■ WRITTEN EXERCISE:
For each statement, answer yes or no according to the passage on the U.S. Cyber Trust Mark, and quote the words that decide it. 1. SonicWall Capture Labs recorded an 87% rise in IoT malware instances in 2022 compared with 2021. 2. The certification requirements for the U.S. Cyber Trust Mark have already been finalized. 3. The QR code on packaging is expected to point to a national registry of certified devices.

■ EXCERPTED PASSAGE:
↓

If approved, the program could be operational by late 2024.

Techopedia Explains

The FCC’s proposal is part of the United States National Cybersecurity Strategy Implementation and is being overseen by the country’s National Security Council.

Currently, the proposal is inviting public input on matters such as:

  • The range of devices or products available in the U.S. eligible for inclusion in the labeling program;
  • The formulation of security standards applicable to different types of IoT devices or products;
  • Methods for demonstrating compliance with these security standards;
  • The entity responsible for overseeing and managing the program;
  • Safeguarding the cybersecurity label against unauthorized use;
  • Educating consumers about the program.

Consumer Benefits of the Program

It’s expected that compliant smart devices will be able to display the U.S. Cyber Trust Mark logo on packaging alongside a QR code that points to a national registry of certified devices. The national registry will allow consumers to access the most current security information about the product they are thinking of buying and compare the information to that of similar products.

Tech giants like Amazon, Google, LG Electronics, Logitech, and Samsung Electronics have already pledged their support for the U.S. Cyber Trust Mark, which will appear on approved products as a distinct shield logo.

US Cyber Trust Mark Logo

The FCC anticipates that as consumer demand for trustworthy smart products continues to grow, an increasing number of manufacturers will voluntarily participate in the program to demonstrate their commitment to privacy, confidentiality, and security.

Importance of  the U.S. Cyber Trust Mark Program

According to Deloitte, U.S. households had an average of 22 connected IoT devices in 2022. These products offer immense benefits, but they also pose a variety of security challenges due to poor design and/or outdated software.

Insecure IoT devices are an attractive target for cybercriminals because they can be used to gain network access that allows the intruder to conduct a lateral attack. Breaches in consumer IoT systems can have severe consequences, ranging from privacy violations to theft – and even physical harm in critical sectors like healthcare.

SonicWall Capture Labs threat researchers recorded 112.3 million instances of IoT malware in 2022, an 87% increase over 2021. At the same time, the number of smart devices is still rising, with projections suggesting there will be more than 25 billion connected devices in operation by 2030.

The absence of universal security standards for IoT devices has led to inconsistencies in security practices, which makes it challenging for consumers to make informed purchasing choices.

To mitigate the security challenges, it is crucial for manufacturers, governments, and consumers to prioritize IoT security.

Eligible Smart Device Products

It’s expected that a broad spectrum of consumer smart products will be eligible for the Trust Mark, including:

Requirements for Certification

The requirements for certification for the U.S. Cyber Trust Mark are still being developed, but they are expected to address the following concerns:

  • Unique and strong default passwords: Devices must have unique and strong password defaults that cannot be easily guessed or cracked.
  • Data protection: Devices must protect data from unauthorized access, use, disclosure, disruption, modification, or destruction.

↑

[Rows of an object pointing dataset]
↓

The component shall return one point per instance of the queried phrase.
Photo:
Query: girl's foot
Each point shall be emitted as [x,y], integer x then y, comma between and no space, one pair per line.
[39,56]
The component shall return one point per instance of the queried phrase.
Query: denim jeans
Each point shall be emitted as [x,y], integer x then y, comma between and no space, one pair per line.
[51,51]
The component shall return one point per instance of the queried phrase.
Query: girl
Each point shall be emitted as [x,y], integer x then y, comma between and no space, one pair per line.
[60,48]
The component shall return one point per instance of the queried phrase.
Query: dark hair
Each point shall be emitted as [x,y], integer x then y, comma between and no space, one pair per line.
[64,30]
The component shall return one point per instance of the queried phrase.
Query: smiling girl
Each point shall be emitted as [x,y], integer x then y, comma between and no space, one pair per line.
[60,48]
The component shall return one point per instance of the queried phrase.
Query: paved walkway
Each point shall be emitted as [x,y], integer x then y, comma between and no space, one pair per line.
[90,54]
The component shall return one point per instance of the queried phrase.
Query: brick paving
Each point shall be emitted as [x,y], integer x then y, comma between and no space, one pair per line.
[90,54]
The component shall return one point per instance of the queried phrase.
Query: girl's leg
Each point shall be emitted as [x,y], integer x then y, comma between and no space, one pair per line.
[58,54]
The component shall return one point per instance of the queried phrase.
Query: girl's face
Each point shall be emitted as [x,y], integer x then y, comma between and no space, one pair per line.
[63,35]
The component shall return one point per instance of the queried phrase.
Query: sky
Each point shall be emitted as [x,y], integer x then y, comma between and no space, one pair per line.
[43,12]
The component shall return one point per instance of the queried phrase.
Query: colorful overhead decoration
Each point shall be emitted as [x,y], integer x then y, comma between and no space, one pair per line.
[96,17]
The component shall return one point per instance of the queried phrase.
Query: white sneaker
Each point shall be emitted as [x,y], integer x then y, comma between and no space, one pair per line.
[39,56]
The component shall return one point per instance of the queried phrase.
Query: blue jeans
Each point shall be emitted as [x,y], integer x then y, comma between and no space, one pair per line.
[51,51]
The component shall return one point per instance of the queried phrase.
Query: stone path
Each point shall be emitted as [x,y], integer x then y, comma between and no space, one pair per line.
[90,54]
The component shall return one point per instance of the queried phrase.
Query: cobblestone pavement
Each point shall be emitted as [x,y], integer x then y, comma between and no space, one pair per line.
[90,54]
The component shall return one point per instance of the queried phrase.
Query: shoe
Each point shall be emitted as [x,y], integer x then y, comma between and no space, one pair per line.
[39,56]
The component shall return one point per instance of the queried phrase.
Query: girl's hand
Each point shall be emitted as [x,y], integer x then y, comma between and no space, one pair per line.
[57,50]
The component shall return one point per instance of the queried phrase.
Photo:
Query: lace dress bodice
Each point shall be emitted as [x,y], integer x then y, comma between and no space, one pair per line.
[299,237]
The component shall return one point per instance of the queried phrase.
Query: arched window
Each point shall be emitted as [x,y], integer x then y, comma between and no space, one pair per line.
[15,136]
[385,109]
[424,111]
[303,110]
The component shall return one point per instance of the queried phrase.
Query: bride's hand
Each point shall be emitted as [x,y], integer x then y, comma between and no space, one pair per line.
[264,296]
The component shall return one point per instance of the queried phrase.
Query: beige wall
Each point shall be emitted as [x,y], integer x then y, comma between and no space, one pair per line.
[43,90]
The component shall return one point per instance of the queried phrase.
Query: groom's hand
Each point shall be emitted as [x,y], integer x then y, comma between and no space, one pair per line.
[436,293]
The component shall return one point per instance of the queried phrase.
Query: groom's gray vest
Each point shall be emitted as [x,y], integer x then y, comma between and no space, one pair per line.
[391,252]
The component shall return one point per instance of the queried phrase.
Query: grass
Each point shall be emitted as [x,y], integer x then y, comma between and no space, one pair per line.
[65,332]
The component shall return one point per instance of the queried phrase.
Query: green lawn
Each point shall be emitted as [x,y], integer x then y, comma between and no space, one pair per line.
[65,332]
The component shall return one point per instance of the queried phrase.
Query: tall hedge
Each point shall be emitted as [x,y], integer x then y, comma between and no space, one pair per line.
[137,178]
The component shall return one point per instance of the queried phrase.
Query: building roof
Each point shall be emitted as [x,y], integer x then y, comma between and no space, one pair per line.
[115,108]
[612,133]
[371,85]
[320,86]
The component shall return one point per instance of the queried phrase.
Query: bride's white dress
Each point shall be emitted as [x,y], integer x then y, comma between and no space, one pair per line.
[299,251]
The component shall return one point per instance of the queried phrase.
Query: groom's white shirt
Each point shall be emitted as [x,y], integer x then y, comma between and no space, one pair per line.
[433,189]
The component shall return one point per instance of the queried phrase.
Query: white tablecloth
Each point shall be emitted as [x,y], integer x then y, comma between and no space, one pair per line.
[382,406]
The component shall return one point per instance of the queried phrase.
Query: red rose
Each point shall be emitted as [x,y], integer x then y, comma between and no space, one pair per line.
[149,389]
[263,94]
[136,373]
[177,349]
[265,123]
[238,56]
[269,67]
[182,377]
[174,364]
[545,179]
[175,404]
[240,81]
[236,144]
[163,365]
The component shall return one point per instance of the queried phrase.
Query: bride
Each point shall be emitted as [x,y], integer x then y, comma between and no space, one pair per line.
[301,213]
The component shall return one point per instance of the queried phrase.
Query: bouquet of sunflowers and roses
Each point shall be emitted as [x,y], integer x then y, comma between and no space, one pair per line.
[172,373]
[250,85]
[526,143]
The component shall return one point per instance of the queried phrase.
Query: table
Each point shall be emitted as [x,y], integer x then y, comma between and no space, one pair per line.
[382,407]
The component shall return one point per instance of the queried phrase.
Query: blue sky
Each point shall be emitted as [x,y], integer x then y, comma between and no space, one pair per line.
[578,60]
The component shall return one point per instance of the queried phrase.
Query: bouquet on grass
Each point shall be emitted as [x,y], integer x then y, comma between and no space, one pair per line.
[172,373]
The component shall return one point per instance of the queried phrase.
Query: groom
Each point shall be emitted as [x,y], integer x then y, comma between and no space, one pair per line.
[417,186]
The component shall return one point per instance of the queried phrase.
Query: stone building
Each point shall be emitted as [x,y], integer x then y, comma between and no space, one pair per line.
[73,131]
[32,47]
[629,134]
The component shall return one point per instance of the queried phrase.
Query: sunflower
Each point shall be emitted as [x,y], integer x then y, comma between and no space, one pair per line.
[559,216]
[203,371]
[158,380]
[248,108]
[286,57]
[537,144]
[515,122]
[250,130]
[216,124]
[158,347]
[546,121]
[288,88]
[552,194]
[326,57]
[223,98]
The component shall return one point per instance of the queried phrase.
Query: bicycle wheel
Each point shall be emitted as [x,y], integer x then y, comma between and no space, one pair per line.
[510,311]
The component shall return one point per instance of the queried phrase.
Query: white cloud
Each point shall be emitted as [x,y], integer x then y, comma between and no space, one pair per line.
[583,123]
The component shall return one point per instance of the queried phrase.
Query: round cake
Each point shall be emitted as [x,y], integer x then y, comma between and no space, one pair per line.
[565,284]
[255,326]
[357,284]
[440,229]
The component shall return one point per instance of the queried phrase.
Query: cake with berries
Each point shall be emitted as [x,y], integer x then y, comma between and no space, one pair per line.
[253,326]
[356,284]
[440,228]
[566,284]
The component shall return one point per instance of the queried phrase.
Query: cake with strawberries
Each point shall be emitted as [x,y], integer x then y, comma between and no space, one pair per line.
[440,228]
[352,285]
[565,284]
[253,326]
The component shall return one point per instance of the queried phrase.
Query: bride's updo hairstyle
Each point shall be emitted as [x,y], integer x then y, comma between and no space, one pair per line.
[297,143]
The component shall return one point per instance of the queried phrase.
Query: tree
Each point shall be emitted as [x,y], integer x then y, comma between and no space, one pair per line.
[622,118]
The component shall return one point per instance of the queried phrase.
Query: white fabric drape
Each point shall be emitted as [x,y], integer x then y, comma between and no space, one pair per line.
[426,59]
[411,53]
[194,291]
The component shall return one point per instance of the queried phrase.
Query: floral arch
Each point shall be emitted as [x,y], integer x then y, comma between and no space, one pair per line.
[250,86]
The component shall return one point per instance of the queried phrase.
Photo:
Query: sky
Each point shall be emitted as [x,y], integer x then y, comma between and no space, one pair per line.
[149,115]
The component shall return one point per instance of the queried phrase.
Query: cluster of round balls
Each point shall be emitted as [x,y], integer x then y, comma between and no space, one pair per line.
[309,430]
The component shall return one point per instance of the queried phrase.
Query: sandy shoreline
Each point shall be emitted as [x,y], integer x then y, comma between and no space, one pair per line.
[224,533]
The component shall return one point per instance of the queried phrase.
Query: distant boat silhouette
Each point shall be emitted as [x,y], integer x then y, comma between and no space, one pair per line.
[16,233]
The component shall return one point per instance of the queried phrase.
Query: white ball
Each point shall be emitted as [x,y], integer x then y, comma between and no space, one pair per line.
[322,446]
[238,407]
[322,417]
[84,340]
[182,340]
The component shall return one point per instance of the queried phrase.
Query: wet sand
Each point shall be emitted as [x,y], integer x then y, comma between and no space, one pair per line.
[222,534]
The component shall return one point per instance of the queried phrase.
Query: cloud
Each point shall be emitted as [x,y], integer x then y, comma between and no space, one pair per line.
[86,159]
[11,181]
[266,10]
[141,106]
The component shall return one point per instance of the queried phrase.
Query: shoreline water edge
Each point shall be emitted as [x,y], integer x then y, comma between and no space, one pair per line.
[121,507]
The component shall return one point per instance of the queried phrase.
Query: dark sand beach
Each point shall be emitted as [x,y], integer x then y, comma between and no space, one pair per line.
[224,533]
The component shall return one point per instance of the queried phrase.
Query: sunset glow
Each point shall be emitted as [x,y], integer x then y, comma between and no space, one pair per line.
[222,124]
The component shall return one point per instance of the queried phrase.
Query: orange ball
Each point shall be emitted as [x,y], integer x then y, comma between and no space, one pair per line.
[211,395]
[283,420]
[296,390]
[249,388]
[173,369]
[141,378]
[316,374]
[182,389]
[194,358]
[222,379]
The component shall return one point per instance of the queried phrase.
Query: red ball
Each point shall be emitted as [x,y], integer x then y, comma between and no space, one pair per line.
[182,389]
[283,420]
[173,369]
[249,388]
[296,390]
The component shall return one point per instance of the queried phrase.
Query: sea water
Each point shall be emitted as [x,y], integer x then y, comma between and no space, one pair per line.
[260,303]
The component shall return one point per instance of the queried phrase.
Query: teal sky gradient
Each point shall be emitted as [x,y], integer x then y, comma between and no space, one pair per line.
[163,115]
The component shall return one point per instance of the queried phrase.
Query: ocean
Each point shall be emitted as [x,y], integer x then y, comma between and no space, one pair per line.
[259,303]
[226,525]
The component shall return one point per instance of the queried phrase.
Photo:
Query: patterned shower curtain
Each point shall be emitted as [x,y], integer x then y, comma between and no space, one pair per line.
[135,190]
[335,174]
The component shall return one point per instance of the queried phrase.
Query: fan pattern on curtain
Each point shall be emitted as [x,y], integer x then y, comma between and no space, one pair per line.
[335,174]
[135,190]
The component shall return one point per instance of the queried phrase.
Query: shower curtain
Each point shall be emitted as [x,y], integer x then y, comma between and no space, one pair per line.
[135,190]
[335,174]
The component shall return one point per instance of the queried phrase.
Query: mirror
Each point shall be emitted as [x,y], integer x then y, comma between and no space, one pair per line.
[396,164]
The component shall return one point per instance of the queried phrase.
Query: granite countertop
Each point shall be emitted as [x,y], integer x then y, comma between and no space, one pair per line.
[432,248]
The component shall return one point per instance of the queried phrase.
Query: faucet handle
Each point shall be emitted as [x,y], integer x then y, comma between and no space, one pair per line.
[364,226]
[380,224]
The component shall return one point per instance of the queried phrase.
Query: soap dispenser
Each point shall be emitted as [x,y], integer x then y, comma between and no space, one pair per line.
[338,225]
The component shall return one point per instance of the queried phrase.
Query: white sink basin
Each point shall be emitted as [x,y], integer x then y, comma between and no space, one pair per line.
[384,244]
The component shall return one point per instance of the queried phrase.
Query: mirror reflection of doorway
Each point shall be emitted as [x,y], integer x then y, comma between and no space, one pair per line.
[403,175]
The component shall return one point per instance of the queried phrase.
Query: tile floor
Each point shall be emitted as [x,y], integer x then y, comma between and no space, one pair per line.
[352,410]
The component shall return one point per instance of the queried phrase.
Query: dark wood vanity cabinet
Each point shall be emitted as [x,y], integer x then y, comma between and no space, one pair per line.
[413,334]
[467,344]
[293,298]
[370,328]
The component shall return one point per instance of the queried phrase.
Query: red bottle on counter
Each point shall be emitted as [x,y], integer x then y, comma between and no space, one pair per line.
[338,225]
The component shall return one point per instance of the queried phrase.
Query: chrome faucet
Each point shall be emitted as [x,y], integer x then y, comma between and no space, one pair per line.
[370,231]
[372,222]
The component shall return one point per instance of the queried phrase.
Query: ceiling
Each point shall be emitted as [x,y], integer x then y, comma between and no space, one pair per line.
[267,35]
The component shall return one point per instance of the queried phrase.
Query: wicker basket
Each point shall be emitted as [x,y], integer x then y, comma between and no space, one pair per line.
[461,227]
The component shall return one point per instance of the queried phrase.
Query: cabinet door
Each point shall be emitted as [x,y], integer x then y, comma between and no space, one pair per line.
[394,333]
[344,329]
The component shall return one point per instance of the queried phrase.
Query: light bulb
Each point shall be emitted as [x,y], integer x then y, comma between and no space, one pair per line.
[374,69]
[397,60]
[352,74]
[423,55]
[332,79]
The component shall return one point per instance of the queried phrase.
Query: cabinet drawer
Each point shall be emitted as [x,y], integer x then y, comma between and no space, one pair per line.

↑

■ WRITTEN SOLUTION:
1. Yes: "recorded 112.3 million instances of IoT malware in 2022, an 87% increase over 2021"
2. No: "The requirements for certification for the U.S. Cyber Trust Mark are still being developed"
3. Yes: "alongside a QR code that points to a national registry of certified devices"